[BEGIN SOURCE]

Top marks for honesty to Tobias Ellwood, persistent Conservative rebel. He said the quiet part out loud yesterday, suggesting that Britain should consider an EU relationship like Norway’s, part of the single market but outside the political structures of the union.

Brexit had not turned out to be what “most people imagined”, he wrote in The House magazine. “Sector after sector is being strangled by the red tape we were supposed to escape from.”

The Labour Party won’t say it. Even the Liberal Democrats are keeping quiet about it – a silence that has absolutely nothing to do with the 60 per cent Leave vote in the Tiverton and Honiton constituency in Devon where there is a by-election pending. Two cheers for Ellwood for speaking out.

Keir Starmer’s silence is more deafening than Ed Davey’s, and more strategic. Starmer’s calculation goes beyond the 60 per cent Leave vote in Wakefield, a Labour target seat where there is also a by-election pending. Labour’s policy is not to interrupt its opponents when they are making mistakes, and Boris Johnson is making plenty of those. The last thing Starmer wants to do is to remind people that the overwhelming majority of Labour MPs and party members want to rejoin the EU.

Most of them also realise they must not say so, as noted by Tom Harris yesterday. Harris, a former Labour MP who was not a member of the majority in his party (indeed, he was the head of the cross-party Leave campaign in Scotland), said Labour’s refusal to comment on Ellwood’s article, “is all the proof you need that Keir Starmer has brought a level of discipline to his front bench that is, in all seriousness, rather impressive.”

This must be immensely frustrating for Labour people, because it means they cannot point out that although Ellwood means well, he is going about it the wrong way. Anyone serious about repairing the economic damage of Brexit would not be interested in the Norway model. There are only three positions that make any sense. There is “make Brexit work”, which is Labour’s current policy: refuse to contemplate renegotiating the treaties and talk about a food standards deal that could ease the Northern Ireland border problem, which is not so far from the government’s negotiating position.

[END SOURCE]

SET OF TASKS:
(a) Answer these about the Brexit commentary:
(i) In which magazine did Tobias Ellwood write?
(ii) What was the Leave vote in the Tiverton and Honiton constituency?
(iii) What campaign did Tom Harris head?
(b) Resume the Brexit commentary after its last sentence.
The lines have no role in any of this.

[BEGIN INFORMATION SUPPLIED]

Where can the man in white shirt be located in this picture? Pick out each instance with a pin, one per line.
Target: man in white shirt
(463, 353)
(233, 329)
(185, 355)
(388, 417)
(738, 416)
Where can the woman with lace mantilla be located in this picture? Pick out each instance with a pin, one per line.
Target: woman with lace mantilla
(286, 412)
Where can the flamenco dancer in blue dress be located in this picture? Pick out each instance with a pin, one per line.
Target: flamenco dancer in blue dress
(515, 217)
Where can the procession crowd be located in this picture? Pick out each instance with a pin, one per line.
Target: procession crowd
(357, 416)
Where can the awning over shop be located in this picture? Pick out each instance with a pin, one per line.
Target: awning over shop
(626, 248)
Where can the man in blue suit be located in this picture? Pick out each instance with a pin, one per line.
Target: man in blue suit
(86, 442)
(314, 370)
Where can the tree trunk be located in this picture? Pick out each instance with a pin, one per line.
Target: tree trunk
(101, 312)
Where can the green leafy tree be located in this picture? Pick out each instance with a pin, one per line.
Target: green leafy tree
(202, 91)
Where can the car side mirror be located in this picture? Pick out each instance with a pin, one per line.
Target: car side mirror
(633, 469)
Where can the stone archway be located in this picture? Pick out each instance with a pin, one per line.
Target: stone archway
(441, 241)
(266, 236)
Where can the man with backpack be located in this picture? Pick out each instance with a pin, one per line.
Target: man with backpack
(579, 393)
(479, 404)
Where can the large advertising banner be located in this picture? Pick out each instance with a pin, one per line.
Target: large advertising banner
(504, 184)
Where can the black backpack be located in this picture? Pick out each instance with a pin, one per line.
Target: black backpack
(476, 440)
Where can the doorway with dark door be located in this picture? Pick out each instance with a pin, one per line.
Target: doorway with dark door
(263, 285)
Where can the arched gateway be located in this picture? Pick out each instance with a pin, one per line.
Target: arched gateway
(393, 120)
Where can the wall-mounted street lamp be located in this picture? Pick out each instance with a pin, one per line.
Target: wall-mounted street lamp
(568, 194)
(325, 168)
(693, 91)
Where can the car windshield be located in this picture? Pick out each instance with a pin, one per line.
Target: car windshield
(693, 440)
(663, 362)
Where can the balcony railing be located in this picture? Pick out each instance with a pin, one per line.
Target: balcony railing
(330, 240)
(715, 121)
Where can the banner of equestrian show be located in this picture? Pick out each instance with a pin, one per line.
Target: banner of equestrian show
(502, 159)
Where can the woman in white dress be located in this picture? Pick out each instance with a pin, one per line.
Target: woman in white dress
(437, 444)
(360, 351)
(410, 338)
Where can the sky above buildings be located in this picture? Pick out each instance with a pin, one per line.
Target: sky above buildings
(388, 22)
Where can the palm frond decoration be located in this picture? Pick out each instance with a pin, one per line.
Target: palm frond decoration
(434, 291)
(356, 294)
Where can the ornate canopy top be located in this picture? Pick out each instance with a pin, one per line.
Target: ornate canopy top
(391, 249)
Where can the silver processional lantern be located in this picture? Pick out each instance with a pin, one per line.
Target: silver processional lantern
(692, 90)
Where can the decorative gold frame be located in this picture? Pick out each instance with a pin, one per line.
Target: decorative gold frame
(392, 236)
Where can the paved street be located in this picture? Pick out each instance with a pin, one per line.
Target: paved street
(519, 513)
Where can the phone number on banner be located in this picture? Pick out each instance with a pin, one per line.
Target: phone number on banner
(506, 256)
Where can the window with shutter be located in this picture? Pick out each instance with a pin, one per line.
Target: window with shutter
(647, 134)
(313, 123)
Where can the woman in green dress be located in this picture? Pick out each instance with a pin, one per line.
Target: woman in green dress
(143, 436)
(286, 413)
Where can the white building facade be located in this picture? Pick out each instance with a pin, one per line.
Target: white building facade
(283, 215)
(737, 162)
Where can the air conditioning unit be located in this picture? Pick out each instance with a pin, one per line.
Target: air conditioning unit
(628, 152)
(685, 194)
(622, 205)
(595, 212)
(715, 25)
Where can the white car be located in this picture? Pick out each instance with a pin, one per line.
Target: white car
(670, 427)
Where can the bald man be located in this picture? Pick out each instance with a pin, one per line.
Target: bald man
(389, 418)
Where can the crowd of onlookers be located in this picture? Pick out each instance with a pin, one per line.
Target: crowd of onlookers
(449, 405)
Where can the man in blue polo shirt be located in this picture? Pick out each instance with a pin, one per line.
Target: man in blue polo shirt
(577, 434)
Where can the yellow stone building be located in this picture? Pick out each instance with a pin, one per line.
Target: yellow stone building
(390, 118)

[END INFORMATION SUPPLIED]

THE ANSWERS:
(a)
(i) The House magazine
(ii) 60 per cent
(iii) The cross-party Leave campaign in Scotland

(b)
It was notable that Tony Blair this week set out a proposal that was remarkably close to the government’s view – that the Ireland protocol is a “bad deal” and that the EU needs to show “significant movement” from its stated position to make it work.

The second position would be to revive Theresa May’s compromise, by the UK rejoining the EU customs union. This is different from joining the EU single market, because rejoining the single market would require the UK to accept free movement of people. Being in the customs union, though, would solve the Northern Ireland problem. It would prevent the UK from negotiating its own trade deals with other countries, but as the only deals we have negotiated have been rollover deals of the terms we had as a member of the EU, no one would actually care about that. Although some of Ellwood’s colleagues would pretend to.

And the third position is to rejoin the EU. Then at least the UK would gain representation and influence in return for accepting free movement. Personally, I think six years is too soon to be trying to reverse a decision in a referendum (and I doubt that the EU would want us anyway); it is striking that not only the Lib Dems but Best for Britain, which is what the Remain campaign has rebranded itself, think so too.

Ellwood should be arguing for rejoining the EU customs union, if, as he claims, he wants to think outside the box. But given the conspiracy of silence from his fellow former Remainers, that too would be greeted only by the sound of rejoicing from the defenders of Boris Johnson’s hard Brexit.

I understand that No 10 was delighted with Ellwood’s free thinking, because he is one of the Tory MPs who have demanded a vote of no confidence in the prime minister – they can now dismiss the letter-writers as mostly embittered supporters of EU membership.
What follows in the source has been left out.